Image location labeling entries:
'''
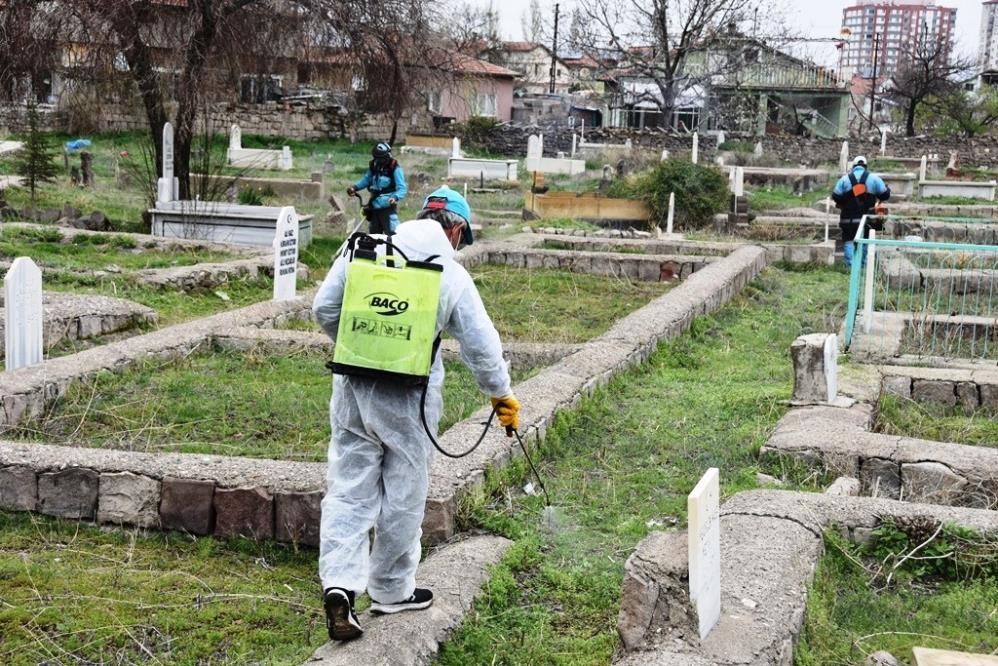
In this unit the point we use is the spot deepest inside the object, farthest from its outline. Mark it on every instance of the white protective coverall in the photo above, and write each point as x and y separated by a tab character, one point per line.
379	454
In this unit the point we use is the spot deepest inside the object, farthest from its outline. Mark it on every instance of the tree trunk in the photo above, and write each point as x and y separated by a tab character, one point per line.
188	96
147	81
'''
-- What to work on --
Convert the records from the line containing "of the tree" through the end of the records, both ends included, into a JSON list of strings with one string per line and blank lines omitted.

-- Solution for this exercise --
[
  "In this unit the point we use is the spot deepest inside the object, farthest from its outline. Mark it on every instance of the tree trunk in the photo above, and write each point as x and y separated by a tab character, one point per line.",
  "188\t96",
  "147\t81"
]